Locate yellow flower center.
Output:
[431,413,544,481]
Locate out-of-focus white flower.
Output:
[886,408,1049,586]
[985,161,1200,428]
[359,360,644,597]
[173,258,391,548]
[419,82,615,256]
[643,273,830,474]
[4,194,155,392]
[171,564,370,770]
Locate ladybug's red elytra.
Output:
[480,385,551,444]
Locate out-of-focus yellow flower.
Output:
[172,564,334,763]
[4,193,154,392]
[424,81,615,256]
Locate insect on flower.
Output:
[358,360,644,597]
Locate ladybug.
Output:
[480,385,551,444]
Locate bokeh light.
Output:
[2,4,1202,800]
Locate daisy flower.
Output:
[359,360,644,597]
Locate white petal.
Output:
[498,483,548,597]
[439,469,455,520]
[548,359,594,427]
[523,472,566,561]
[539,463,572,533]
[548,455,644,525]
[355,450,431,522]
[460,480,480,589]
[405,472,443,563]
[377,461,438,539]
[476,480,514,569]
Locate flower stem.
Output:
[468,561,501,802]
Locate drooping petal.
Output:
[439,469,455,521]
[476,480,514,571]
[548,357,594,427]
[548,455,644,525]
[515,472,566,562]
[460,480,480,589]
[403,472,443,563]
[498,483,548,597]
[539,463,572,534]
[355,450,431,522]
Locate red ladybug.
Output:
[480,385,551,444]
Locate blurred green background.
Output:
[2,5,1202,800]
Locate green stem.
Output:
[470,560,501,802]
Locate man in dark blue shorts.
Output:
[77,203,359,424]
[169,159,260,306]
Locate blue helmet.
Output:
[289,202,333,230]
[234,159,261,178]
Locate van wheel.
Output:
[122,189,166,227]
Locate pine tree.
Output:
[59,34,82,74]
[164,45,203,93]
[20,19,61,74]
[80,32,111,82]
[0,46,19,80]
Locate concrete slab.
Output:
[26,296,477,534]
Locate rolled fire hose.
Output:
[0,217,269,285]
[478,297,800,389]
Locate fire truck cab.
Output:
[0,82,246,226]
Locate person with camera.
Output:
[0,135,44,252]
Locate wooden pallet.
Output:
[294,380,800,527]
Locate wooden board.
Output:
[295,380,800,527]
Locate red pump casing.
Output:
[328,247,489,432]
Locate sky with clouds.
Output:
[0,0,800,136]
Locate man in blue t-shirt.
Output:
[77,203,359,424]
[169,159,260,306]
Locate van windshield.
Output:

····················

## JOB
Reproduce the rows from the line containing "Locate sky with clouds." through the end of the rows, substituting "jacket" for "t-shirt" and leaving everything else unchanged.

## SOLUTION FOR THIS PROBLEM
Locate sky with clouds.
Output:
[0,0,800,136]
Locate man in blue jacket.
Output:
[77,203,359,424]
[169,159,260,306]
Locate van windshield.
Output:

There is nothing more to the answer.